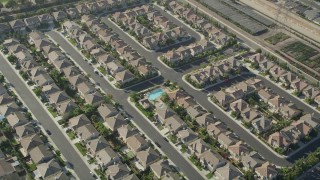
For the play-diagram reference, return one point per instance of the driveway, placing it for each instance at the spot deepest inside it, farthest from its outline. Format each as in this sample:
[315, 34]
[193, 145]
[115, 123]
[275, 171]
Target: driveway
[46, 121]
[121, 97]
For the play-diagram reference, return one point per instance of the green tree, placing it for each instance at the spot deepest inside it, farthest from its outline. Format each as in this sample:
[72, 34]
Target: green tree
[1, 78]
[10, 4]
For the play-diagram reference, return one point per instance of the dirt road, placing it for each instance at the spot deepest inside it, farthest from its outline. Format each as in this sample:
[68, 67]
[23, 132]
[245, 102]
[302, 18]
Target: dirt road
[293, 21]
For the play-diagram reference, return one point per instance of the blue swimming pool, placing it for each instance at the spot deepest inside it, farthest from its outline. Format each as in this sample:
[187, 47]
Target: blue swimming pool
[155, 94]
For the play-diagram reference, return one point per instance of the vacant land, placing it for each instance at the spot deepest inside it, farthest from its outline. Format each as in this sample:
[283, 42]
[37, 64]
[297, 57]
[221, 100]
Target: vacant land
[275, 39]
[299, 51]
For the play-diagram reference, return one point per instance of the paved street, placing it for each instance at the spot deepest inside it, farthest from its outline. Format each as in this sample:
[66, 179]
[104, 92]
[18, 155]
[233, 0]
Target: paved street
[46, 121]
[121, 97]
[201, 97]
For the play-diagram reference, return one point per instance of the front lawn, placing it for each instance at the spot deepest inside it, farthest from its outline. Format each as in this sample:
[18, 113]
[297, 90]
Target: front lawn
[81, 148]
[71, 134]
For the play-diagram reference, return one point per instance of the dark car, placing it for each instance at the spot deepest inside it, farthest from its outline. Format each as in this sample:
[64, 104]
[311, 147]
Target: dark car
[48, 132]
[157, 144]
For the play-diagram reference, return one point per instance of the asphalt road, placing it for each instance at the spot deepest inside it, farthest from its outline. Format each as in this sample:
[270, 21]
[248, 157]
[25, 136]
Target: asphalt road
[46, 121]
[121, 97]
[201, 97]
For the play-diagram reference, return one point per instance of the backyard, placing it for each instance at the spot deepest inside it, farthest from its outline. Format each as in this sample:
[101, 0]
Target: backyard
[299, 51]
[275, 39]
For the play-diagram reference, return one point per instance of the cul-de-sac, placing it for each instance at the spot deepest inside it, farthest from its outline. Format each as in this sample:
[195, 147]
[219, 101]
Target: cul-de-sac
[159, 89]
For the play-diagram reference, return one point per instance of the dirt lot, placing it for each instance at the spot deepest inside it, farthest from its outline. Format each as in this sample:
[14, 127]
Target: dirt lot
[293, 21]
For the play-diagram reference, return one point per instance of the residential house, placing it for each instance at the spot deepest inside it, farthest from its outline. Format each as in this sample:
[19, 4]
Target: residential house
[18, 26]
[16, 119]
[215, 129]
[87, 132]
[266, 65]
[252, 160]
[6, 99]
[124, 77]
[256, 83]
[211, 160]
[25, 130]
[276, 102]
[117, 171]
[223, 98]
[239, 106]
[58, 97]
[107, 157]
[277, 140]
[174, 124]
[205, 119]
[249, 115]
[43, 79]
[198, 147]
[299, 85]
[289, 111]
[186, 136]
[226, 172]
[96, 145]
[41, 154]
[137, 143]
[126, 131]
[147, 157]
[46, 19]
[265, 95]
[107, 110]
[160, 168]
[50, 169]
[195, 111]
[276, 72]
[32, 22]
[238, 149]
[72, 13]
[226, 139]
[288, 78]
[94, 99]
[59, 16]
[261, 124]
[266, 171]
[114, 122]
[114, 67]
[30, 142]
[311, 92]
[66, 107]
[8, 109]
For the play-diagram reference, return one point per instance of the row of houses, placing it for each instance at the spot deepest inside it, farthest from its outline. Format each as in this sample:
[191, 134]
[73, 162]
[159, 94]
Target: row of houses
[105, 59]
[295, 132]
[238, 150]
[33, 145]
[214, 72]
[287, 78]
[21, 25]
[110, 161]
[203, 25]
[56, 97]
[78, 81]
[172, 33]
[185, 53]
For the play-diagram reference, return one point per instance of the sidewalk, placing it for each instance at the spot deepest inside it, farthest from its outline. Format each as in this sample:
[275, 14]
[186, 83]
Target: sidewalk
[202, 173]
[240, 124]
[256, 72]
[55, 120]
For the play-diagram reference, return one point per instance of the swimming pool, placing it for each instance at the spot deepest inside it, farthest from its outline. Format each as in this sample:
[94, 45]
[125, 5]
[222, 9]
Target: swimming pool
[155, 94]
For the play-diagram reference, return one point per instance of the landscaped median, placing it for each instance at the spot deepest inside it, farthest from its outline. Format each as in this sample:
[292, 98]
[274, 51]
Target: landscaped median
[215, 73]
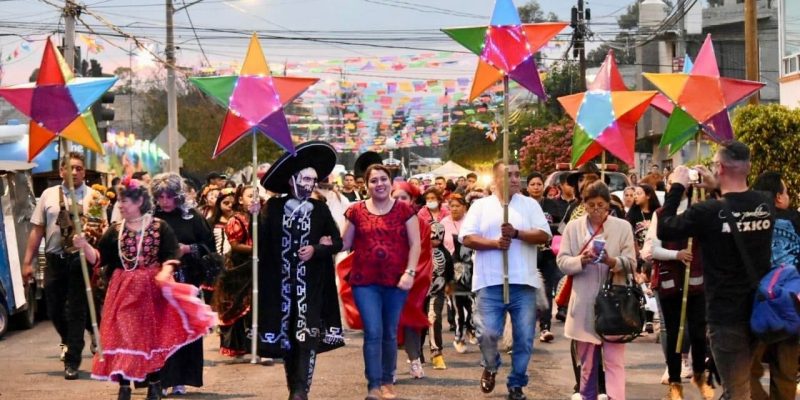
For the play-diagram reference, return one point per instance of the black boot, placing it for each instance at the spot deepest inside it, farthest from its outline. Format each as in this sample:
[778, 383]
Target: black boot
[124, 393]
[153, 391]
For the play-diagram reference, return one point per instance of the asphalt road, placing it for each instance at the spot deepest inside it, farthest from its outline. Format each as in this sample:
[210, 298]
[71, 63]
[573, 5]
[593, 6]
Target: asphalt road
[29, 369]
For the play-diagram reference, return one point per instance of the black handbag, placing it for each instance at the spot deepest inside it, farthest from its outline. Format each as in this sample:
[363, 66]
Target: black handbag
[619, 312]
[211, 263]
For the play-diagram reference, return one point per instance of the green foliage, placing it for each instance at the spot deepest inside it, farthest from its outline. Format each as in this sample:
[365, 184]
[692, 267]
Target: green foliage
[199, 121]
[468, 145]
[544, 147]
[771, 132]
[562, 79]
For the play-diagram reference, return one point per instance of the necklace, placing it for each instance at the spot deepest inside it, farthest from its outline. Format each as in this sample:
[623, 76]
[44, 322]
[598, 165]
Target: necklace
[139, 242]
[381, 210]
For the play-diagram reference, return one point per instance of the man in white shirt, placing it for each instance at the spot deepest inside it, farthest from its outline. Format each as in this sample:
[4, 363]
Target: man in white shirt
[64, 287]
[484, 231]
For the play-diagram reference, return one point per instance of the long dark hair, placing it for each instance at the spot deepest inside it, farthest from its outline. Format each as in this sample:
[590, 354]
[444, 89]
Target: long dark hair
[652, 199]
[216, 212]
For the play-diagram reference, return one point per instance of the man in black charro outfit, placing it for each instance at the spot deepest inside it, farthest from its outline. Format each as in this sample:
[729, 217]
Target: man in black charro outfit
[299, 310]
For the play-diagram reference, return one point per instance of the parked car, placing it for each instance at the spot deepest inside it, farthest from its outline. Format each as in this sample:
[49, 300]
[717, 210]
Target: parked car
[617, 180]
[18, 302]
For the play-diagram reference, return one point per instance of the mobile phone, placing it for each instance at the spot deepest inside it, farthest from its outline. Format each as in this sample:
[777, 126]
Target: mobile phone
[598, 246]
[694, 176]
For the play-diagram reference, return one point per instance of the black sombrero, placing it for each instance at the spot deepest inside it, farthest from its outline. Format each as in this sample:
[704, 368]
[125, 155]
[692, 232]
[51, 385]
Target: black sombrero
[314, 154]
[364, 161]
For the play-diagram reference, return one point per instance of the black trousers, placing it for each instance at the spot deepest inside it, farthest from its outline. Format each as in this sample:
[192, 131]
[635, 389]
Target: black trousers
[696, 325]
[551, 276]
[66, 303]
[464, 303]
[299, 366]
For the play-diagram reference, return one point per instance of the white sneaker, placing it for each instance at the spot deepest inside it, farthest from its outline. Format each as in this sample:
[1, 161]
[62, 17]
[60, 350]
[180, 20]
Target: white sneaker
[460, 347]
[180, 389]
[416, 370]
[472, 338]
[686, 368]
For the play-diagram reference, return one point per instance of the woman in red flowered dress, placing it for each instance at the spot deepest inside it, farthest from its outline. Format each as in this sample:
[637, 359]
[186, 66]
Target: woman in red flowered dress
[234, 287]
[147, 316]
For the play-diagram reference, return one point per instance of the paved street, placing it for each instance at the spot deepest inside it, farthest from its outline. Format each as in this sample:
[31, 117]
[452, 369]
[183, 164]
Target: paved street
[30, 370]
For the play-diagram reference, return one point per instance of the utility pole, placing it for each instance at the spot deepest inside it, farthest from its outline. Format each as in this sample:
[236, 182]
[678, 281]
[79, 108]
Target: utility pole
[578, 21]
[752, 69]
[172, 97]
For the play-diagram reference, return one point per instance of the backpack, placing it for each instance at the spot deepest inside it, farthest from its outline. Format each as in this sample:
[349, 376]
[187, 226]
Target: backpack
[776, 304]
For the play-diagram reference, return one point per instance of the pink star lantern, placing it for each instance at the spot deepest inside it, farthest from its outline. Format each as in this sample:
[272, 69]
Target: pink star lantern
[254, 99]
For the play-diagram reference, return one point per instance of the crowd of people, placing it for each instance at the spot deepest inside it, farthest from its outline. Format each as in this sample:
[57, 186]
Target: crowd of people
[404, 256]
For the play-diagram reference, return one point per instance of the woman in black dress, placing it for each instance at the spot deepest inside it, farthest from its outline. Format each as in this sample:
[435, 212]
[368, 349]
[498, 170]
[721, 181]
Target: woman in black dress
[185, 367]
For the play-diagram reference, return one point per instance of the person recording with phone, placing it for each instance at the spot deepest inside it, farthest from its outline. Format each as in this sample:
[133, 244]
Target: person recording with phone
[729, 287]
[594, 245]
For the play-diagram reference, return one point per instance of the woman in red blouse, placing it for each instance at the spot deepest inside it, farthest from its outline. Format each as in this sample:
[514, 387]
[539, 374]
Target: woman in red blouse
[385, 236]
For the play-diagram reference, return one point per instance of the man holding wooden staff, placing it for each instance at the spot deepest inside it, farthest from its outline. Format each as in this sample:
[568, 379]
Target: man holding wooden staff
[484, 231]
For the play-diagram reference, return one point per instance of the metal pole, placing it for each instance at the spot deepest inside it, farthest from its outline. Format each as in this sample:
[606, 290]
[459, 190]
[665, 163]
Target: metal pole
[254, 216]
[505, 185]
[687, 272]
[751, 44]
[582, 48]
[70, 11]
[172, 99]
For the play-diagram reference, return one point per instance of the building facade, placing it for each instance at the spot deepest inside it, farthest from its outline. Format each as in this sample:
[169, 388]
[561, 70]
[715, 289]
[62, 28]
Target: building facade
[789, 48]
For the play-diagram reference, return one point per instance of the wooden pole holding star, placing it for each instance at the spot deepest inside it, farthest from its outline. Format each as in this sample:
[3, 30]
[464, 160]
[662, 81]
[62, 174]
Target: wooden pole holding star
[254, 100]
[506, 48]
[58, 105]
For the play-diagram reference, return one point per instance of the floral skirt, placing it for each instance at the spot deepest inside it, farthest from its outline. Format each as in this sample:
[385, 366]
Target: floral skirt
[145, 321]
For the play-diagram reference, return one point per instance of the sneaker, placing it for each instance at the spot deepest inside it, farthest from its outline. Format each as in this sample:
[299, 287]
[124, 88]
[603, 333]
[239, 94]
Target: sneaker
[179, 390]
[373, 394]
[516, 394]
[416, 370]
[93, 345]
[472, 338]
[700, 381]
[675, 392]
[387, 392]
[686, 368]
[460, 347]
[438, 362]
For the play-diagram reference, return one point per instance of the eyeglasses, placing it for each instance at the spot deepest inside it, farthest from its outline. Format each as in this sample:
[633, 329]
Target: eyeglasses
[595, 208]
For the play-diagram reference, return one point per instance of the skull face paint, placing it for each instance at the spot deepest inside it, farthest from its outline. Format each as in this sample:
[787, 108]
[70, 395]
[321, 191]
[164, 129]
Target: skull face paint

# # # # #

Work to be completed: Write out, word for word, every line from the one containing "of the building" through the last line of the records above.

Reply to the task:
For the play-diagram reference, return one point per instance of the building facade, placing it for each instance at the spot deepest inside it, farthest from its outline. Format each as in this sample:
[169, 388]
[561, 70]
[715, 289]
[62, 28]
Target: building facade
[789, 48]
For the play-diagram reference, return one point per instance of the wooden pole holding star, placing it for each instance at the spot deepest inside it, farthest from its outline. Format each as in this sample:
[3, 30]
[464, 160]
[662, 81]
[62, 174]
Target: wooden pole holding star
[254, 100]
[506, 48]
[58, 105]
For the play-diagram reference, return one point per instance of the floral skirt, placing it for each instance at the spot deepest inside it, farthest from its outline. Format each as in this sample:
[385, 366]
Target: floral skirt
[145, 321]
For the play-diagram reference, return one point per instance of the sneaker, placing it for each instance at the spot deepest inside it, farthest from its outline. Format each as in this sample:
[299, 287]
[124, 88]
[603, 333]
[239, 94]
Target: sneaker
[179, 390]
[373, 394]
[516, 394]
[416, 370]
[93, 345]
[472, 338]
[700, 381]
[675, 392]
[387, 392]
[686, 368]
[460, 347]
[438, 362]
For the play-diagram reference, return one point per instance of the eyeglasses, placing it for each instance at the spot deepest inside it, farthest from its outline. Format each as in this sample:
[633, 329]
Target: eyeglasses
[595, 208]
For the play-diagram reference, return one point per instance of the skull face paint, placing it for each instance at the spot deepest inside it, farthest from its outline. Format each as in this sample:
[787, 108]
[70, 395]
[321, 191]
[164, 129]
Target: skull face paint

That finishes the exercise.